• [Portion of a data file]
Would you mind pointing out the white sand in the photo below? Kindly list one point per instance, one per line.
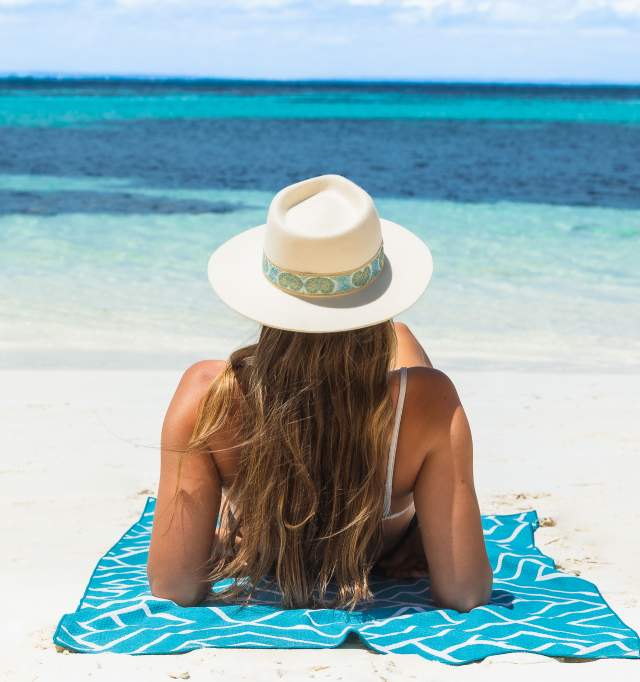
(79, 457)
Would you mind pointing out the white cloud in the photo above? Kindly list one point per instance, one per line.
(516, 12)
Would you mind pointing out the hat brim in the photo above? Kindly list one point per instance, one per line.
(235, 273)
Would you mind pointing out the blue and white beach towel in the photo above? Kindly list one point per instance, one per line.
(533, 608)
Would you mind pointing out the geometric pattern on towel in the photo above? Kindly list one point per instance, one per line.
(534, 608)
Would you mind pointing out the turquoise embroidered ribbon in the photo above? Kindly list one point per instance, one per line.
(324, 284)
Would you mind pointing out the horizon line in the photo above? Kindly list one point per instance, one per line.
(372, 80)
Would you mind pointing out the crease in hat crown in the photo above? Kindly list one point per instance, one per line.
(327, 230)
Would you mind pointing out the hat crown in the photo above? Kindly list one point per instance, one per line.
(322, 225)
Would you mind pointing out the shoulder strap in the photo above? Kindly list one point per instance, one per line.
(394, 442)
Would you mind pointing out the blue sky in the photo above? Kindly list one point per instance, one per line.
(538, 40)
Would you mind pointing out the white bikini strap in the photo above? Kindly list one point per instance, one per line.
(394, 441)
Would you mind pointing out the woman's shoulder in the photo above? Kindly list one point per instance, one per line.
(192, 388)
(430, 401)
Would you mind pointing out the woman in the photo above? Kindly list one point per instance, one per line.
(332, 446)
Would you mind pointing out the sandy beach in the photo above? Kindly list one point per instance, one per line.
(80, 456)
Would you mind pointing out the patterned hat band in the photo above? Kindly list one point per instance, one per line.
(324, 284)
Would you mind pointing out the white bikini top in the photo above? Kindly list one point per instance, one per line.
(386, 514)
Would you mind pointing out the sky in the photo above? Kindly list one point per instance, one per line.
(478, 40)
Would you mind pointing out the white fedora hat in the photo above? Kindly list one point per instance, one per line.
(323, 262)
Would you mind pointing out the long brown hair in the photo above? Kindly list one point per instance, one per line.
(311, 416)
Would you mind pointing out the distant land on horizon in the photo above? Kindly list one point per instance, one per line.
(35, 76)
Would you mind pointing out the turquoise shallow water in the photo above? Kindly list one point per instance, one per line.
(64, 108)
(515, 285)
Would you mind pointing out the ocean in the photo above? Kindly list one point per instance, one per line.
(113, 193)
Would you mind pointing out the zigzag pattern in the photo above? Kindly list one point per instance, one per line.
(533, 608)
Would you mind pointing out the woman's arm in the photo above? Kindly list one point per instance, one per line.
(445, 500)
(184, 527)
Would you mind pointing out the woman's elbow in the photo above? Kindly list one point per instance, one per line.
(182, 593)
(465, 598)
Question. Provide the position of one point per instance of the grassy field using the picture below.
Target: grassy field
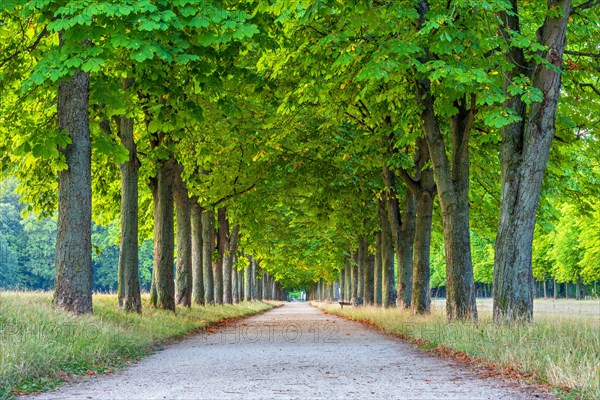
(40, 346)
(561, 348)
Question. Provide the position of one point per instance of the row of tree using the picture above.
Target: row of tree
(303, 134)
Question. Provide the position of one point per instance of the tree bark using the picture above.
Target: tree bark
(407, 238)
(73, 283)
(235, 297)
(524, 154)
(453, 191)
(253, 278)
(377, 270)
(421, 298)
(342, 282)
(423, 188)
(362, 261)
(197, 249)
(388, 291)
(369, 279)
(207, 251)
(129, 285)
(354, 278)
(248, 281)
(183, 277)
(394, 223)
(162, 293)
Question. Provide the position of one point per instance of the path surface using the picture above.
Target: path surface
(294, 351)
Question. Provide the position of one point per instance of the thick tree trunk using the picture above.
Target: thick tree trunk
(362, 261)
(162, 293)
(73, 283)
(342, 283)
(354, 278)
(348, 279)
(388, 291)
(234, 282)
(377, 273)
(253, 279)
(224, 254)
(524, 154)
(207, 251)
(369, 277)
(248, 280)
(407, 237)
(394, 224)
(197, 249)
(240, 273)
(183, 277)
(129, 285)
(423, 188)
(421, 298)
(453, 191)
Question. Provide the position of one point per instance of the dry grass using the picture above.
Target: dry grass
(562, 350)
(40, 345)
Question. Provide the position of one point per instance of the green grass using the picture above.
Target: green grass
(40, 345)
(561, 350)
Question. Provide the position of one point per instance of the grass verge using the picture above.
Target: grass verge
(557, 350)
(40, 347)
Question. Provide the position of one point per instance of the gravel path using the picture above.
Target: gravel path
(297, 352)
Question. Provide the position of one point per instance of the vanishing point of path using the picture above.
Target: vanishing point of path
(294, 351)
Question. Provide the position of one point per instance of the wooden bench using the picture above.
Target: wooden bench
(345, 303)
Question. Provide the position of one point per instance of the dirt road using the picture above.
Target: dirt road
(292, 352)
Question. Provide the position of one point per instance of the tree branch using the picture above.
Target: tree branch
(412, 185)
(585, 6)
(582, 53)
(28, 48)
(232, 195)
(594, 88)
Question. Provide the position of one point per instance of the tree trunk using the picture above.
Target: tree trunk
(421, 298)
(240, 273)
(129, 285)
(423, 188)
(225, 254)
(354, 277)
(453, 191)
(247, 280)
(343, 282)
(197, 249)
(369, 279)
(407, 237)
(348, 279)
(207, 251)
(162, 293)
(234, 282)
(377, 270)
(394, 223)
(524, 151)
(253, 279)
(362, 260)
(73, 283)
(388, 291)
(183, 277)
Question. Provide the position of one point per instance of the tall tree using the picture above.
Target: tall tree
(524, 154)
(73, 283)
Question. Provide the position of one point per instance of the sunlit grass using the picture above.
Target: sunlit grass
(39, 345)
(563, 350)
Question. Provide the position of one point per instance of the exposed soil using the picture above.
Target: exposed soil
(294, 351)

• [TASK TO CARRY OUT] Express all the records above as a two-column CSV with the columns "input" and "output", one row per record: the wording in "input" and its answer in "output", each in one quoted field with line breaks turned into spaces. Leave the pictures out.

• [ANSWER TO THIS PROBLEM]
input,output
"Would you mind pointing out the white sand in the photo below? Kindly list one point per instance, one per line.","(79, 457)"
"Would you mind pointing out the white cloud in the photo above? Kindly list one point per instance, one per line.","(516, 12)"
"Would you mind pointing out the hat brim in the photo above? Kindly list one point per instance, one per line.","(235, 273)"
"Would you mind pointing out the blue and white beach towel in the photo above? Kindly list one point per instance, one per line.","(533, 608)"
"Would you mind pointing out the geometric pattern on towel in the photo above? Kindly list one point per instance, one per line.","(534, 608)"
"Would you mind pointing out the turquoise embroidered ribbon in the photo above? Kindly list one point per instance, one per line.","(324, 284)"
"Would you mind pointing out the horizon line in the photo above? Kindly list one point per instance, one per line.","(372, 80)"
"Would you mind pointing out the crease in hat crown in the photo above? Kindly list one point per instance, one per line.","(327, 230)"
"Would you mind pointing out the hat crown in the photo above? Kindly list one point per instance, one per line.","(322, 225)"
"Would you mind pointing out the shoulder strap in the photo above? Kindly list one point per instance, one per line.","(394, 442)"
"Would you mind pointing out the blue sky in the photo above? Kindly list one point per instance, one per line.","(538, 40)"
"Would you mind pointing out the white bikini strap in the photo above? Kindly list one point per instance, one per line.","(394, 441)"
"Would you mind pointing out the woman's shoulder in the photo above? Kindly list one point per instance, one per line.","(192, 388) (430, 401)"
"Would you mind pointing out the woman in the photo above? Kindly list one point per instance, one per line.","(332, 446)"
"Would you mind pointing out the sandy beach in the photo above? Kindly list one point per instance, one per line.","(80, 456)"
"Would you mind pointing out the patterned hat band in the photo above? Kindly list one point per instance, one per line.","(324, 284)"
"Would you mind pointing out the white bikini top in the photo above? Kindly list one point per instance, one per line.","(386, 514)"
"Would you mind pointing out the sky in the photo above? Kindly list one point per instance, one per line.","(478, 40)"
"Would you mind pointing out the white fedora hat in the photo above? Kindly list one point per instance, one per line.","(323, 262)"
"Would you mind pointing out the long brown hair in the photo above? Kindly list one point per instance, one per line.","(311, 416)"
"Would you mind pointing out the distant land on horizon in the photo above? Kindly list one point per instance, one per line.","(35, 76)"
"Would you mind pointing out the turquoise shallow water in the photo above? Kindly list one point per instance, one per line.","(64, 108) (515, 285)"
"Would you mind pointing out the ocean in the photo above? Kindly list one point per instance, one per line.","(113, 193)"
"Would you mind pointing out the zigzag pattern in the photo above? Kindly list one point per instance, one per line.","(533, 608)"
"Would you mind pointing out the woman's arm in the photo above? Kindly list one point per instance, one per line.","(445, 500) (184, 527)"
"Would you mind pointing out the woman's elbow in the photo above? Kindly list one point per instance, one per line.","(182, 593) (465, 598)"
"Question. Provide the position of one point per instance of the grassy field using the picture below. Target: grassy field","(40, 346) (561, 348)"
"Question. Provide the position of one point per instance of the row of tree using the picture above. Target: row of tree","(303, 134)"
"Question. Provide the position of one point per instance of the tree bark using the picture above. Target: tree bark","(407, 238) (73, 283) (235, 297) (524, 154) (453, 191) (253, 278) (377, 270) (421, 298) (342, 282) (423, 188) (362, 261) (197, 249) (388, 291) (369, 279) (207, 251) (129, 285) (354, 278) (248, 281) (183, 277) (394, 223) (162, 293)"
"Question. Provide the position of one point per instance of the path surface using the picture above. Target: path surface","(294, 351)"
"Question. Provide the position of one point per instance of the thick tree trunk using the picture above. Target: thick tree trunk","(362, 261) (162, 293) (73, 283) (342, 283) (354, 278) (348, 279) (388, 291) (234, 282) (377, 273) (253, 279) (224, 254) (524, 154) (207, 251) (369, 277) (248, 280) (407, 237) (394, 224) (197, 249) (240, 273) (183, 277) (129, 285) (423, 188) (421, 298) (453, 191)"
"Question. Provide the position of one point per instance of the dry grass using the picture above. Target: dry grass","(562, 350) (40, 345)"
"Question. Provide the position of one point per instance of the green grass using the picture above. Target: green grass","(40, 345) (561, 350)"
"Question. Provide the position of one point per instance of the grass verge using the picture above. Target: grass verge","(557, 350) (40, 347)"
"Question. Provide the position of one point per instance of the gravel path using the picture above. Target: gravel path","(297, 352)"
"Question. Provide the position of one point per instance of the vanishing point of path using the picture above. Target: vanishing point of path","(294, 351)"
"Question. Provide the position of one point per instance of the wooden bench using the picture above. Target: wooden bench","(345, 303)"
"Question. Provide the position of one point per instance of the dirt road using the picture above. Target: dirt road","(292, 352)"
"Question. Provide the position of one point per instance of the tree branch using the picture above. Target: tree branch","(412, 185) (585, 6) (582, 53) (28, 48) (232, 195) (594, 88)"
"Question. Provide the position of one point per instance of the tree trunk using the picture above. Target: tree trunk","(421, 298) (240, 273) (129, 285) (423, 188) (225, 254) (354, 277) (453, 191) (247, 280) (343, 282) (197, 249) (369, 279) (407, 237) (348, 279) (207, 251) (162, 293) (234, 282) (377, 270) (394, 223) (524, 151) (253, 279) (362, 260) (73, 283) (388, 291) (183, 277)"
"Question. Provide the position of one point per instance of the tall tree using the picture above. Target: tall tree","(524, 154) (73, 283)"
"Question. Provide the position of one point per instance of the sunlit grass using the picture above. Target: sunlit grass","(39, 345) (563, 350)"
"Question. Provide the position of one point per instance of the exposed soil using the picture above. Target: exposed soil","(294, 351)"